WORK REQUIRED = Edit the items from the line containing "Exercise. Put one marker on every instance of the man" through the end of the items, replacing "marker" with "pin" and leaving everything else unchanged.

[Dataset records]
· · ·

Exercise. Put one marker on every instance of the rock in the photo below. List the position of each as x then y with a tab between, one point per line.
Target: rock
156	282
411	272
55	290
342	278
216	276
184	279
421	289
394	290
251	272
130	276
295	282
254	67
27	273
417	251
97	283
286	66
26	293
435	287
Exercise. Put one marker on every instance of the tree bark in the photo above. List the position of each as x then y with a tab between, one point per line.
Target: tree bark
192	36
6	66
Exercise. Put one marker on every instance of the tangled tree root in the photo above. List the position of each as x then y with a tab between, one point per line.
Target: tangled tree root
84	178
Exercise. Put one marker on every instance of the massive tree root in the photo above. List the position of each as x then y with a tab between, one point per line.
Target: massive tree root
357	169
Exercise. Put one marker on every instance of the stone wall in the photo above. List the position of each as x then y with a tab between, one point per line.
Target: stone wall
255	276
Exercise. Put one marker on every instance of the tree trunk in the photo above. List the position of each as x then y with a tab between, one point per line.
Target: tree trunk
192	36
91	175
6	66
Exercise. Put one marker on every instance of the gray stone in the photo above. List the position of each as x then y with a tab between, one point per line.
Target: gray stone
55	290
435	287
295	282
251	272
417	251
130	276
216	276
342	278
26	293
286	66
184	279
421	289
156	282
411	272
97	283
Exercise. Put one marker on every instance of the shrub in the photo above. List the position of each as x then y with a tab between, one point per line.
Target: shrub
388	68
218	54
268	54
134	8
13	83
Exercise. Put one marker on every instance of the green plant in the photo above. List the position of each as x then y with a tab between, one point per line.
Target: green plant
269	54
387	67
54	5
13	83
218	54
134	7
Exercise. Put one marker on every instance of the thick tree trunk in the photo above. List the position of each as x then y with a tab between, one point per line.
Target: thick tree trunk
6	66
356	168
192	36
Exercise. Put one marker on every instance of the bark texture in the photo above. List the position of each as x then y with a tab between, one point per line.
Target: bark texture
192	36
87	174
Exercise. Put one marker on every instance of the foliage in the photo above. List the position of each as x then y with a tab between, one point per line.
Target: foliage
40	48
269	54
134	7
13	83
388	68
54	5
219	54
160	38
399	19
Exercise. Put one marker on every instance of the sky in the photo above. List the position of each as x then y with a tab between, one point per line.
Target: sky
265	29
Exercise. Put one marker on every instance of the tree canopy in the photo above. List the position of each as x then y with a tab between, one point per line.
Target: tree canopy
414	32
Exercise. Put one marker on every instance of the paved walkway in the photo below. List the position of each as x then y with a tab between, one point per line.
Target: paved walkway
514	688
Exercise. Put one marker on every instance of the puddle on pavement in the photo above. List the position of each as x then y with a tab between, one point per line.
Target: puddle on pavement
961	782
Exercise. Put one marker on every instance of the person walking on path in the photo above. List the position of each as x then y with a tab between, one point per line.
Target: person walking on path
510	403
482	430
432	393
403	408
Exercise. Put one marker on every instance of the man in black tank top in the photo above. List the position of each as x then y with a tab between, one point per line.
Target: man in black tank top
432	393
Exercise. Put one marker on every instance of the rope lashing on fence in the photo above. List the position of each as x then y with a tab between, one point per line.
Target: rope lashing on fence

· · ·

OUTPUT =
Exercise. Put one pin on every instance of the man in black tank top in the photo above. List the position of each as x then y with a tab between, one point per line.
Target: man in black tank top
432	393
Exercise. Put one pin on every instance of the rope lashing on fence in the photo above. List the position of each as x then y with a tab between, one point per line.
Target: rope lashing on fence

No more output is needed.